[Reading text]
______

= Eva Louise Buus =

Danish artist (born 1979)

Eva Louise Buus (born 1979) is a Danish artist. A graduate of the Royal Danish Academy of Fine Arts, she has exhibited in Denmark, Germany and Greenland. Her landscapes are principally concerned with the effects of light and darkness on the appearance of her images. In 2015, she exhibited works in Fanø Museum which she had created by subjecting plates of copper to the effects of various acids, inspired by the landscapes of the Swedish painter Carl Johan Forsberg. More recently her metallic works have drawn on his recently rediscovered watercolours of women.

==Biography==
While a student at the Royal Academy, Buus was awarded the 2008 Caspar David Friedrich Prize in Greifswald, northern Germany which led to a solo exhibition "Expanding Nature" there the following year. Her first major solo exhibition in Denmark was "Colour me Blind" (2011) at the Galleri Christina Wilson in Copenhagen. Her works exploited the juxtaposition of colours, apparently revealing tones that were not really present. Details only became evident as the observer moved around in front of each of her images.

______

Can you write out, word for word, the passage of the Eva Louise Buus text that opens with the words containing "Danish artist (born" and closes with "watercolours of women."?

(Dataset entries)

______

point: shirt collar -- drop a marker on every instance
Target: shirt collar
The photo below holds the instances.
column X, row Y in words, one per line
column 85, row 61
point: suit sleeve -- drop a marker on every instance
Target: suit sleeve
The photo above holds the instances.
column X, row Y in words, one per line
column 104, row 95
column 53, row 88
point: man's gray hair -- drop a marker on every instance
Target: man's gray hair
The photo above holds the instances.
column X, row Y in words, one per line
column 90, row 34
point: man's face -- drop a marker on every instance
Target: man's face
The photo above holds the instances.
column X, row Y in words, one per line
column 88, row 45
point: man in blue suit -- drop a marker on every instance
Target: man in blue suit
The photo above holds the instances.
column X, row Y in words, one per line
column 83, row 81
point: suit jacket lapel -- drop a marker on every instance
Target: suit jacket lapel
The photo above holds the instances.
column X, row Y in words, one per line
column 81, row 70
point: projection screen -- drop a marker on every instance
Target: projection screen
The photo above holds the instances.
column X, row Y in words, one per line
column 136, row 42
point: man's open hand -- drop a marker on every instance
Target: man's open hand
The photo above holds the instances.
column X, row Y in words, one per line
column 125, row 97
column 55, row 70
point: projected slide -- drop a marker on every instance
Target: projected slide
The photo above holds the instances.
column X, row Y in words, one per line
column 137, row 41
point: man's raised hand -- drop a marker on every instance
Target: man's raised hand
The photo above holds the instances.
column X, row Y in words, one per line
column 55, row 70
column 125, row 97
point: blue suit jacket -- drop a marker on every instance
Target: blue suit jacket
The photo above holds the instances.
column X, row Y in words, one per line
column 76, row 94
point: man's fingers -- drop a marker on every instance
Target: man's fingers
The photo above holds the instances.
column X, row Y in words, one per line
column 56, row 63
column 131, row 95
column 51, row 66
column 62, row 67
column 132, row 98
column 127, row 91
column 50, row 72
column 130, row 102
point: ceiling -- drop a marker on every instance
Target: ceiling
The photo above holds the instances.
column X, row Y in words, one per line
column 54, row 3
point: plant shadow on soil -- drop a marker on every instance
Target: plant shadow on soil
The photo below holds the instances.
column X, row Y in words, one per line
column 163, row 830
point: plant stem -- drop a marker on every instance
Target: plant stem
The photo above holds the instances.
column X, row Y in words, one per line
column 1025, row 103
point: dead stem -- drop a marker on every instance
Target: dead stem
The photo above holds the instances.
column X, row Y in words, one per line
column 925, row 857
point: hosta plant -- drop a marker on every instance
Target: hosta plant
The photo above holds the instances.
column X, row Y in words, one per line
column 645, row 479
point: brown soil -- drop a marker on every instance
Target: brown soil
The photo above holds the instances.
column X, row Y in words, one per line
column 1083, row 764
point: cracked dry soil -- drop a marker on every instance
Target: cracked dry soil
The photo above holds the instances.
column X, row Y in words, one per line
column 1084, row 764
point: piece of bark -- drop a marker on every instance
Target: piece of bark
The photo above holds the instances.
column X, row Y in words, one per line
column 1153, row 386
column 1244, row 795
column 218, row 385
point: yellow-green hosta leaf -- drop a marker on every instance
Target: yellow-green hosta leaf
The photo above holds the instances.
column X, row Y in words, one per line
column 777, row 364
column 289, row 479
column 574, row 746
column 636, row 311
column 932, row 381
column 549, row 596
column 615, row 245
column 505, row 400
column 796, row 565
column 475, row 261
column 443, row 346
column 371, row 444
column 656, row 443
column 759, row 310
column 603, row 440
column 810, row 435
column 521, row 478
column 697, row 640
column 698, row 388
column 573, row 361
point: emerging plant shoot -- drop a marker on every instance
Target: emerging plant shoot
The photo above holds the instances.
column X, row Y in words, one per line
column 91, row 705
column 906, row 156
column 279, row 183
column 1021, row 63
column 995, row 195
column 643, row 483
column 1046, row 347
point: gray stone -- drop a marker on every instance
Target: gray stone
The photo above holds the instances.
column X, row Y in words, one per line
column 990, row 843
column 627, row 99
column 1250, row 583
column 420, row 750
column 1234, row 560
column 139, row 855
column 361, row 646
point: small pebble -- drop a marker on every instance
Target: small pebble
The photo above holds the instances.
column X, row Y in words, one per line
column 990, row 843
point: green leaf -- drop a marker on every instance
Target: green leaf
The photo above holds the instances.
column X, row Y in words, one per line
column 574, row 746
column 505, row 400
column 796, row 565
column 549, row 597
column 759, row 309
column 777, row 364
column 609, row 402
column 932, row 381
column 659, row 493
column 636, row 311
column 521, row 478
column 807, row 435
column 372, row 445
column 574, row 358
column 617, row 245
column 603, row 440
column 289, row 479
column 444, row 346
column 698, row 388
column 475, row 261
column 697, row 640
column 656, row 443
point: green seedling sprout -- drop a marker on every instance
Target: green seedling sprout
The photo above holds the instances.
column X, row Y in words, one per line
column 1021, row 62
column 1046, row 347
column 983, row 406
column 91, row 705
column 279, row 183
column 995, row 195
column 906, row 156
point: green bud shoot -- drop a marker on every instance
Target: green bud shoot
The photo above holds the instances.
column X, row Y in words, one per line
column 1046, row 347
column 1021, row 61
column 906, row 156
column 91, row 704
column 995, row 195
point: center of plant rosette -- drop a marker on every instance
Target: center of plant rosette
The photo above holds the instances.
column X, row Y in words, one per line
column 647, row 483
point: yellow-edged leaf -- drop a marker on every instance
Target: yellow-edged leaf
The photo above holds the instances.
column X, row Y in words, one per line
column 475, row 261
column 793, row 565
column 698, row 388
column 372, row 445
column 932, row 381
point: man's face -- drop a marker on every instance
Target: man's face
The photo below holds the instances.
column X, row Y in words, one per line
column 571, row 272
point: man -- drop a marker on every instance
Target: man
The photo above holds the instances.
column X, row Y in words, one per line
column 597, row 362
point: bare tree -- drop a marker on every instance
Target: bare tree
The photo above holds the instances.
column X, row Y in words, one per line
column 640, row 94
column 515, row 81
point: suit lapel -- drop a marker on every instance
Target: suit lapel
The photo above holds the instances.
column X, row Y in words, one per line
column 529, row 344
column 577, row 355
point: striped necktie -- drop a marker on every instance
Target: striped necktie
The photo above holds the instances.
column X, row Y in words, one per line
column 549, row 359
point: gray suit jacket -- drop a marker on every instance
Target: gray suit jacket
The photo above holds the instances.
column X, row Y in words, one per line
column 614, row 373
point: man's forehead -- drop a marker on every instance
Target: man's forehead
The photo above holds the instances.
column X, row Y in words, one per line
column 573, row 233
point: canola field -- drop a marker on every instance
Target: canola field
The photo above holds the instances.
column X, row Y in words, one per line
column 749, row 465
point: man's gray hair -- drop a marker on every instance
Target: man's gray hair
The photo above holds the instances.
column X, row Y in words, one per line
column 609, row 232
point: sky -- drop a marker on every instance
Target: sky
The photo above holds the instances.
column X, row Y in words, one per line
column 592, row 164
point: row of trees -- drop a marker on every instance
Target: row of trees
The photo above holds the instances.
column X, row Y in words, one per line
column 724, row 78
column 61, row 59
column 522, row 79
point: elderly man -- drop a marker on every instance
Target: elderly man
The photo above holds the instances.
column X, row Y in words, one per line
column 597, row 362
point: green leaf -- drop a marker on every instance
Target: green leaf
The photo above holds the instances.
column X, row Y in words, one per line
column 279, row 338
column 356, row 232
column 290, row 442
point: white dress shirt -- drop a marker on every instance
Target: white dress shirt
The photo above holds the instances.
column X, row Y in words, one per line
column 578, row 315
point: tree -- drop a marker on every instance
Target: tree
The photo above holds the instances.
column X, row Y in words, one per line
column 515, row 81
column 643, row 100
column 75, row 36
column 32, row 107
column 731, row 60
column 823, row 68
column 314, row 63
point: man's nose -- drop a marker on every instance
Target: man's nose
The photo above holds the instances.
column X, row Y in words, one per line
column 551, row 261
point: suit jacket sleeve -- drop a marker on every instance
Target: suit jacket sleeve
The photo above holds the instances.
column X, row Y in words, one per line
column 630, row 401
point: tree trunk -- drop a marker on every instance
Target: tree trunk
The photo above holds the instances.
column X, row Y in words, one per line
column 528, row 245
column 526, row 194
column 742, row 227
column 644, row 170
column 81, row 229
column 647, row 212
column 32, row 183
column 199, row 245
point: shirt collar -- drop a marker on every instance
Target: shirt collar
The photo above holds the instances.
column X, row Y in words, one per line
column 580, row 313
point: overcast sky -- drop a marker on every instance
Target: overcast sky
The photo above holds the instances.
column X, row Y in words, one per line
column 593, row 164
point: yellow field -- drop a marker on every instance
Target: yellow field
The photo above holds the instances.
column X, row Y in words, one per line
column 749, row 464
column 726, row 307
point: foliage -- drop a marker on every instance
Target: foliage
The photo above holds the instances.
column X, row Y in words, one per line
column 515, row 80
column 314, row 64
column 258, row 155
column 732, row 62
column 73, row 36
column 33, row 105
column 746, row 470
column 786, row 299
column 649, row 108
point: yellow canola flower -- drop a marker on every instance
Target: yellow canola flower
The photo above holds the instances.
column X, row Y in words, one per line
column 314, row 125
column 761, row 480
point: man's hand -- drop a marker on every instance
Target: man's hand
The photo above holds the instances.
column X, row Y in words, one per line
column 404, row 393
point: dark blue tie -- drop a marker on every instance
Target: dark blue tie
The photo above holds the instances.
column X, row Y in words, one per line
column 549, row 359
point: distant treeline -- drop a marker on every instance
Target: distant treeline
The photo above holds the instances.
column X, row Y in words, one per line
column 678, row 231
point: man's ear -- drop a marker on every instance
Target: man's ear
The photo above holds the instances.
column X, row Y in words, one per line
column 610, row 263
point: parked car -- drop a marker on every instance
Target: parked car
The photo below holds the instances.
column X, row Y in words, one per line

______

[Answer for the task]
Danish artist (born 1979)

Eva Louise Buus (born 1979) is a Danish artist. A graduate of the Royal Danish Academy of Fine Arts, she has exhibited in Denmark, Germany and Greenland. Her landscapes are principally concerned with the effects of light and darkness on the appearance of her images. In 2015, she exhibited works in Fanø Museum which she had created by subjecting plates of copper to the effects of various acids, inspired by the landscapes of the Swedish painter Carl Johan Forsberg. More recently her metallic works have drawn on his recently rediscovered watercolours of women.